_DOCUMENT SECTION:_
***

Reading and writing data to disk takes much longer than using memory and can drastically slow down a VM, so memory swapping should be regarded as a last resort. Ensure that swapping is kept at a minimum by setting alerts to notify you of any spikes and you can decide how to resize virtual machines if necessary. If you notice an increase in swapping, you might also want to check on the status of VM balloon drivers as swapping may indicate that ballooning has failed to reclaim sufficient memory.

Metrics to watch: Active memory versus consumed memory

In order for a VMKernel to accurately discern how much memory is actively in use by VMs, it would need to monitor every memory page that has been read from or written to. This process, however, would require too much overhead. Instead, the VMKernel uses algorithmic learning to generate an estimate of each VM’s active memory usage. The VMKernel reports this estimate, measured in KBs, as the mem.active metric. Consumed memory, measured by the mem.consumed metric, represents the amount of an underlying host’s memory that’s allocated to a VM.

Active memory is a good real-time gauge of your VMs’ memory usage, and monitoring it alongside consumed memory can help you determine if virtual machines have sufficient memory allocated to them. If a VM’s active memory is consistently significantly below it’s consumed memory, it means it has more memory allocated to it than it needs and, as a consequence, the host has less memory available for other VMs than it could. To amend this, consider changing your VM’s configured size or memory reservation.

Metric to watch: Memory usage

At the VM level, the mem.usage metric measures what percentage of its configured memory a VM is actively using. Ideally, a VM should not always be using all of its configured memory. If it is consistently using a large portion of its configured memory, the VM will be less resilient to any spikes in memory usage if its ESXi host cannot allocate additional memory. If this is the case, consider reconfiguring VM memory size, updating its memory allocation settings (shares, reservations, etc.), or migrating the VM to a cluster with more memory.

At the host level, memory usage represents the percentage of an ESXi host’s physical memory that is being consumed. If memory usage at the host level is consistently high, it may not be able to provision memory to the VMs that need it and it will need to run memory ballooning more often or may even begin to start swapping memory.

Disk metrics

Virtual machines use large files (or groups of files) called virtual disks (also called VMDK or, Virtual Machine Disk files) to store their operating system files and guest applications. VMs start with one virtual disk by default, but you can configure them to have more. Virtual disks are located in datastores, which can reside in a variety of shared storage locations, depending on configuration. Storage options for datastores include local and networked storage, storage area networks (SANs), and logical unit number (LUN) storage devices.

***

_RECORD SET:_
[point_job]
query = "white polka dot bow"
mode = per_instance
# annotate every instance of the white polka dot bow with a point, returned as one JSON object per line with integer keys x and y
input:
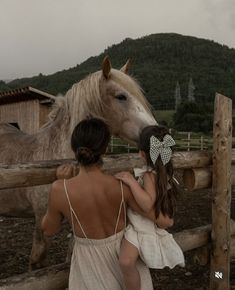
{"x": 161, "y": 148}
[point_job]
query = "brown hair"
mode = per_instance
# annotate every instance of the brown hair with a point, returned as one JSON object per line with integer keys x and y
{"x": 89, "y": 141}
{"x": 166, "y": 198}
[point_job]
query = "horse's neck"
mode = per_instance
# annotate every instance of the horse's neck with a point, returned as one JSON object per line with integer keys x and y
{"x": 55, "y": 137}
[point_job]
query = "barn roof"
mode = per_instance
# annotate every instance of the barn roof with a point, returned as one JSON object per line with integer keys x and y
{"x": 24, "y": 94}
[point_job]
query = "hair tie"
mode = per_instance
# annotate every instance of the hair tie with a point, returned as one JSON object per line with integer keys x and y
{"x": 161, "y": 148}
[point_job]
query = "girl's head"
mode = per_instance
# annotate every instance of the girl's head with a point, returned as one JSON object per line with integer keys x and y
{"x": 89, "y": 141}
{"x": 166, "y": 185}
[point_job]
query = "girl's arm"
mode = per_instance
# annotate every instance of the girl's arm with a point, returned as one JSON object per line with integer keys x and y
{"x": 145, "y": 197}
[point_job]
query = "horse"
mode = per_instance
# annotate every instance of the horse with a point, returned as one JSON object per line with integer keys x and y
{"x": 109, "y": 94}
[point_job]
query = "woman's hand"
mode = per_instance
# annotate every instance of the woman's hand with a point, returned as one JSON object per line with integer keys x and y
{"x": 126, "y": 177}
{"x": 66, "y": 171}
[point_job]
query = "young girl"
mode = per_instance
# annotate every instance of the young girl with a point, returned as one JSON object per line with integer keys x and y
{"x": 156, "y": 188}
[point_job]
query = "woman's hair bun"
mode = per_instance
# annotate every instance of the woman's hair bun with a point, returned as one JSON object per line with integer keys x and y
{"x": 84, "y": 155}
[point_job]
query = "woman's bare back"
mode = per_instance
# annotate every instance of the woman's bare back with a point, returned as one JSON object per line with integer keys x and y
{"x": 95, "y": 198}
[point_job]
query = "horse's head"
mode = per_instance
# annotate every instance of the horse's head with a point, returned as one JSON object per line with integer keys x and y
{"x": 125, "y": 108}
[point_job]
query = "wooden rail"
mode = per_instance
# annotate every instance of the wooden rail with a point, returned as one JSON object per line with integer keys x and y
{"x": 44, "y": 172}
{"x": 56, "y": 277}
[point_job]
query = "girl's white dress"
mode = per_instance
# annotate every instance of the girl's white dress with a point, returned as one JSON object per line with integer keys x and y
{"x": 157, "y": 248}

***

_EXERCISE REQUIREMENTS:_
1: In the passage on VM memory and disk metrics, why does the VMKernel estimate each VM's active memory instead of tracking it exactly? Answer in one to three sentences.
2: Carry the passage on VM memory and disk metrics forward from its final sentence about datastore storage options.

_TASK ANSWERS:_
1: Tracking active memory exactly would mean monitoring every memory page that has been read from or written to, which would require too much overhead. The VMKernel therefore uses algorithmic learning to estimate each VM's active memory usage. It reports that estimate as the mem.active metric.

2:
VSphere reports disk I/O and capacity metrics at different levels, including datastores, virtual machines, and ESXi hosts. Because multiple hosts and VMs can share datastores, monitoring at the datastore level can provide you with a high-level, aggregated view of disk performance. However, to track the health of a specific VM or host, make sure to monitor the performance of both your virtual disks (i.e., what your guest operating systems experience) and physical disks (i.e., what your hosts experience). Tracking disk metrics at each of these levels can help provide a more complete picture of cluster health and troubleshoot where issues are occurring.

VMs use storage controllers to access the virtual disks in a datastore. Storage controllers let VMs send commands to the ESXi host they’re running on, which then redirects those commands to the appropriate virtual disk. Because VMs send commands to datastores through ESXi hosts, monitoring metrics that provide insight into command throughput and latency can help you ensure that hosts and VMs are able to access physical storage effectively and without interruption.

Metric	Description	Metric type
`disk.commandsAborted`	Total number of I/O commands aborted by the ESXi host	Work: Error
`disk.busReset`	Number of disk bus reset commands by the virtual machine	Work: Error
`diskspace.provisioned.latest`	Amount of storage (KB) available in a datastore	Resource: Utilization
`virtualDisk.actualUsage`	Amount of datastore storage (KB) that is actually being used by the VMs running on a host	Resource: Utilization
`disk.totalLatency.avg`	Average amount of time (ms) it takes an ESXi host to process a command issued by a VM	Work: Performance
`\.readLatency.avg`	Average amount of time (ms) it takes the specified component to process a read command	Work: Performance
`\.writeLatency.avg`	Average amount of time (ms) it takes the specified component to process a write command	Work: Performance
`disk.queueLatency.avg`	Average amount of time (ms) each I/O command spends in VMkernel queue before being executed	Work: Performance
`\.read.avg`	Average amount of data (KB/s) read by the specified component	Work: Throughput
`\.write.avg`	Average amount of data (KB/s) written to a specified component	Work: Throughput
`disk.usage.avg`	Average disk I/O (KB/s) of a specified component	Work: Throughput

Metric to alert on: Disk commands aborted

In vSphere, a single storage device cluster may hold datastores that serve many virtual machines. If there is a surge of commands from virtual machines to the storage hardware where datastores are located, that storage may become overloaded and unresponsive. If that occurs, the ESXi host that sent those commands will abort them. Because aborted commands can cause VMs to perform slowly and even crash, you will want the disk.commandsAborted metric to remain at zero. If an ESXi host begins to abort commands, and you’ve determined the cause is overwhelmingly high VM command traffic to the datastore, you can migrate VMs across more storage backends to avoid sending all requests to a single datastore.

Metric to alert on: Disk bus resets

If a storage device is overwhelmed with too many read and write commands from an ESXi host, or if it encounters a hardware issue and fails to abort commands, it will clear out all commands waiting in its queue. This is called a disk bus reset. Disk bus resets are a sign of a disk storage bottleneck and can cause slower VM performance, as VMs will need to resend those requests. Disk bus resets typically do not occur in healthy vSphere environments, so you should investigate any VM with a positive value for the disk.bus.reset metric. To resolve this issue, administrators may need to use Storage vMotion to redistribute VMs and virtual disks across different datastores to optimize performance.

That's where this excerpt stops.